» **Stated exercise**
Arrange the lines of the material below, from the line containing "Pick out the overcast" through the line containing "pixel 28 228", as a Markdown table with the columns Row and Line. Number each line in Row, put the line itself in Line, and leave out any blank lines.

[Saved data entries]
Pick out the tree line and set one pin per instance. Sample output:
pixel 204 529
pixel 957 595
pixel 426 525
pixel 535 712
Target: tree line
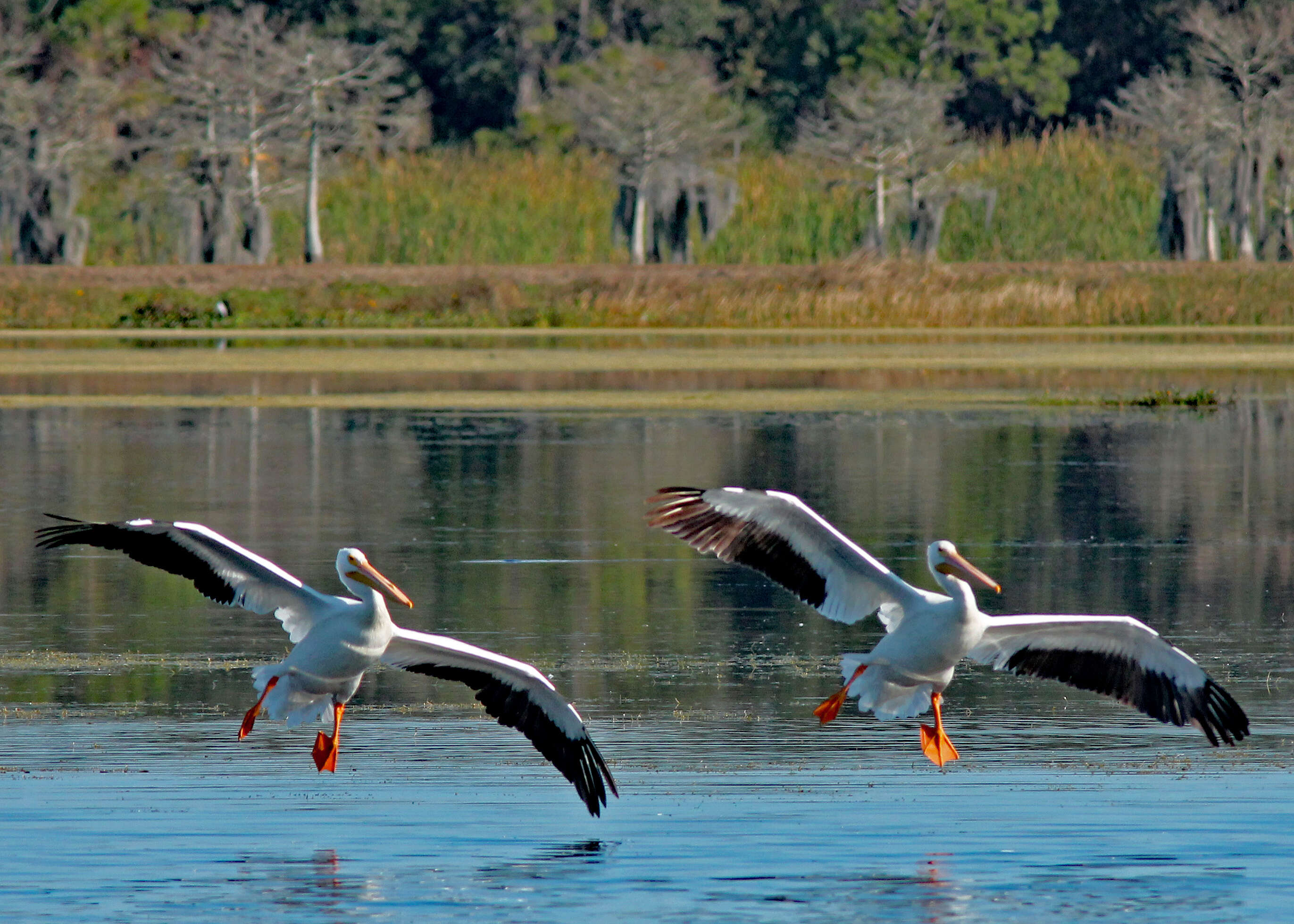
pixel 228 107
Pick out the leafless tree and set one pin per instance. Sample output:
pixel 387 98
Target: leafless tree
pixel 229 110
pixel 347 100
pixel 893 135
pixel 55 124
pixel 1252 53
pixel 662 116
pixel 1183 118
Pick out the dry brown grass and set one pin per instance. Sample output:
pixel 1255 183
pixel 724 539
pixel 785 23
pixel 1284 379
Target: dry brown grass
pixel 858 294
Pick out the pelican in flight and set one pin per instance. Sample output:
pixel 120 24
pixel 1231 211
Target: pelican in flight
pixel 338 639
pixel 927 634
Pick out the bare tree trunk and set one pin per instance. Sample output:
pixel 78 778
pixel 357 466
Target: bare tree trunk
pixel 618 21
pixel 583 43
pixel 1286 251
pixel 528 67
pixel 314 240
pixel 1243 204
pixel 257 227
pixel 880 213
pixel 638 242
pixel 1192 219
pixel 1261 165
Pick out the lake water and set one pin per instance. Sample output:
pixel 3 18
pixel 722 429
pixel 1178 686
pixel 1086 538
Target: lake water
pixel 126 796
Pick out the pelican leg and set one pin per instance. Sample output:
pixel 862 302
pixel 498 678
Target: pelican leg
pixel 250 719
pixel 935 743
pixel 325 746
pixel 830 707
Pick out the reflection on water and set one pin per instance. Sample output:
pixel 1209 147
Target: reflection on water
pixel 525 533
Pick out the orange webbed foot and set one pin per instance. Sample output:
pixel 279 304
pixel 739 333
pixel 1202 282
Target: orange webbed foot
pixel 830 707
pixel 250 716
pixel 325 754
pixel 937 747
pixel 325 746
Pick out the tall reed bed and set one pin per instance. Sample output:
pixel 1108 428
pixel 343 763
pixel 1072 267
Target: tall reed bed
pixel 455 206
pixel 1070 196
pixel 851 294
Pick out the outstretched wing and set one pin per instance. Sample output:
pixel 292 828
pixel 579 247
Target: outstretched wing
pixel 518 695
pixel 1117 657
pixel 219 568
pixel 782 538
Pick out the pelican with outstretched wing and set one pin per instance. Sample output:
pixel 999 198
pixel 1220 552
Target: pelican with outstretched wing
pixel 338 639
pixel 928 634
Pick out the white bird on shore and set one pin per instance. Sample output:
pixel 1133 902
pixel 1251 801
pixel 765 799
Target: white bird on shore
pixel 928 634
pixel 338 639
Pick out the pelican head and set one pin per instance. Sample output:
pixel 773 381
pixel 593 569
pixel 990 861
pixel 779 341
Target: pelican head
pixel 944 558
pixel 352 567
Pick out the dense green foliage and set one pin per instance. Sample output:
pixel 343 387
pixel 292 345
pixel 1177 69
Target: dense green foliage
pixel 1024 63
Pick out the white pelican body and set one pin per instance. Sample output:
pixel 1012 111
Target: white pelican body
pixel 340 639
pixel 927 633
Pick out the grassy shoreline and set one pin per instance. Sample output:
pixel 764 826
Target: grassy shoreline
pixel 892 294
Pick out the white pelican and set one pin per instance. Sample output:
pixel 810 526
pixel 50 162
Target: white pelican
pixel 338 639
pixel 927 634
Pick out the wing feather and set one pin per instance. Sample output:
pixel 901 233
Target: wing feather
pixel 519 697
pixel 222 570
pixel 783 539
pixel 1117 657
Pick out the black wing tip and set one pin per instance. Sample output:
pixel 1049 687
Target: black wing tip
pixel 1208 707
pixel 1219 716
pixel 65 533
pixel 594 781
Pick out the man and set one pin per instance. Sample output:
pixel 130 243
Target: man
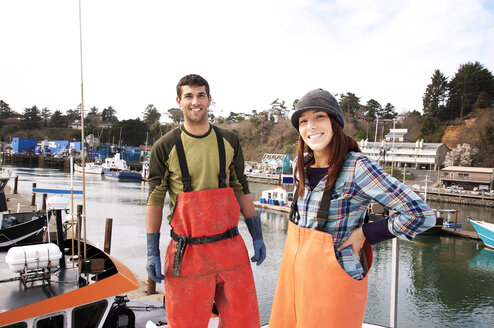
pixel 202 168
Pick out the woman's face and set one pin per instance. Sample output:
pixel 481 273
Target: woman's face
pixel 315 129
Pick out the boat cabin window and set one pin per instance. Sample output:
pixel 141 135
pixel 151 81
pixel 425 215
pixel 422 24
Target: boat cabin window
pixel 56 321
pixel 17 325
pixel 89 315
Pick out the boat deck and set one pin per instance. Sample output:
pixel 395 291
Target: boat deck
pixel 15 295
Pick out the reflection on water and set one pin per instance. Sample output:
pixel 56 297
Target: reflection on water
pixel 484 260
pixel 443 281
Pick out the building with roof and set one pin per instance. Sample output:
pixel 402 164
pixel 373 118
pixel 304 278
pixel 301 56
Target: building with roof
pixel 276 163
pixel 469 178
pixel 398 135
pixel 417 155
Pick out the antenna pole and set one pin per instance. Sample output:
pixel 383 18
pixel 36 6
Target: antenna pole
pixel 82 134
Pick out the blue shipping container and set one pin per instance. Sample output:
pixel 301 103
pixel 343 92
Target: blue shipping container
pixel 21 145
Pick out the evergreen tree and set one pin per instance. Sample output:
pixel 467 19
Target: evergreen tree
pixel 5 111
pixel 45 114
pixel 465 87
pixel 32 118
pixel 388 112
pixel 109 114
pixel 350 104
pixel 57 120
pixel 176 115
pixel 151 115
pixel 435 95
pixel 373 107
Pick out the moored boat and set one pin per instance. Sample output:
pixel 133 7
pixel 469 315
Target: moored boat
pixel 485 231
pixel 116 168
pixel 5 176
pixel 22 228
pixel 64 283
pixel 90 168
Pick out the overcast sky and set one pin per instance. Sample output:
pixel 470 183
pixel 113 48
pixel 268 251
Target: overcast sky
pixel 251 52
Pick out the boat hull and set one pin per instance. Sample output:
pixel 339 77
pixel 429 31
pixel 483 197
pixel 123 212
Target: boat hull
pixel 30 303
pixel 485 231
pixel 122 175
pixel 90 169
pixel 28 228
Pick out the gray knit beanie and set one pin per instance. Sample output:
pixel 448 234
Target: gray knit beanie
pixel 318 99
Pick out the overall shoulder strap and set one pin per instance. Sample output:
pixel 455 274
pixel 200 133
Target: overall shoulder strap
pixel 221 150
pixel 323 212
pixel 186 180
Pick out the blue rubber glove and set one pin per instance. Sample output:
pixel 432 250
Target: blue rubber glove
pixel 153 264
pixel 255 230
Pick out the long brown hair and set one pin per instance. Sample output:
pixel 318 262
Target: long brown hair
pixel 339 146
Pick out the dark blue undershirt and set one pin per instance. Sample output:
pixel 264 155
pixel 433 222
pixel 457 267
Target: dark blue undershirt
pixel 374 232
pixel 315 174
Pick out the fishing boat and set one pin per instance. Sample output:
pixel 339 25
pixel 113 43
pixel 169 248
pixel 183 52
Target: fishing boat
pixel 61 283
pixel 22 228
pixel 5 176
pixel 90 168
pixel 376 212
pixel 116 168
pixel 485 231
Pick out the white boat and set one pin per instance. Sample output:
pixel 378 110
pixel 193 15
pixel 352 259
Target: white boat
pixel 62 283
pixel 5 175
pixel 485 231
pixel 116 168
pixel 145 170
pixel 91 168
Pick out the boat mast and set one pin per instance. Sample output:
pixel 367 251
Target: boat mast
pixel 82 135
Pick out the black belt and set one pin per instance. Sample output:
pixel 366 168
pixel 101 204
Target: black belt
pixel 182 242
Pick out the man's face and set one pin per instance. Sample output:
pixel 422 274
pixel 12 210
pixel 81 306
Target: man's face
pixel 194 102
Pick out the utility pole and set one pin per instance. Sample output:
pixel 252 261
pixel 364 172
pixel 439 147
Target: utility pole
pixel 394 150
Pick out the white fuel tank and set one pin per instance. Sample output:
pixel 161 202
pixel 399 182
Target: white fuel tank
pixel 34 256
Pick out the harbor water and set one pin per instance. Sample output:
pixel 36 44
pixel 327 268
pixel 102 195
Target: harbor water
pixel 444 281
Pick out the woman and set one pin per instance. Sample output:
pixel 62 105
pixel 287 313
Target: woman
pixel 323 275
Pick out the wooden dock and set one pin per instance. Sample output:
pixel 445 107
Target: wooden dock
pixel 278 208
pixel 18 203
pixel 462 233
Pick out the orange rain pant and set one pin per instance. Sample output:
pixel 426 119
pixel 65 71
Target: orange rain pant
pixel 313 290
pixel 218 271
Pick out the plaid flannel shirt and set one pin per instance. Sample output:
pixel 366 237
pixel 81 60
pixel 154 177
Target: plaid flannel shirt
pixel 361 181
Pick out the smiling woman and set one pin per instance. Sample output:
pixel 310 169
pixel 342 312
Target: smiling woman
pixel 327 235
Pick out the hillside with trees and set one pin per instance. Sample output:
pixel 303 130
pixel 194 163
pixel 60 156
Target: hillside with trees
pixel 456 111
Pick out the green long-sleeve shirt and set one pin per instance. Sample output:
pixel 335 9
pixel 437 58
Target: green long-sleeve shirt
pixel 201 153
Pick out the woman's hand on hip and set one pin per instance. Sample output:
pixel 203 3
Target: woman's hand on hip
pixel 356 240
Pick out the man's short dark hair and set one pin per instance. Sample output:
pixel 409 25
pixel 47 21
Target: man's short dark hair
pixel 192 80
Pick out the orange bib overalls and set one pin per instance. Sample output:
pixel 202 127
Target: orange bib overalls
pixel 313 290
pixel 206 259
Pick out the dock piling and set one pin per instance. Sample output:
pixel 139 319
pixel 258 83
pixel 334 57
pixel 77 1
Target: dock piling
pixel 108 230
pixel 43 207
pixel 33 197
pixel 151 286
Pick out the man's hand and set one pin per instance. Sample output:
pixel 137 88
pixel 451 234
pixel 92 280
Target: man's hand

» **Solution for this task**
| Row | Line |
|---|---|
| 1 | Pick out the overcast sky and set one pin per instance. Sample output: |
| 2 | pixel 470 183 |
| 3 | pixel 113 48 |
| 4 | pixel 268 251 |
| 5 | Target: overcast sky |
| 6 | pixel 251 52 |
| 7 | Pick out the boat hull and set one pin per instance. Sample output: |
| 8 | pixel 339 77 |
| 9 | pixel 429 31 |
| 10 | pixel 483 197 |
| 11 | pixel 123 212 |
| 12 | Target: boat hull |
| 13 | pixel 30 303 |
| 14 | pixel 485 231 |
| 15 | pixel 122 175 |
| 16 | pixel 90 169 |
| 17 | pixel 28 228 |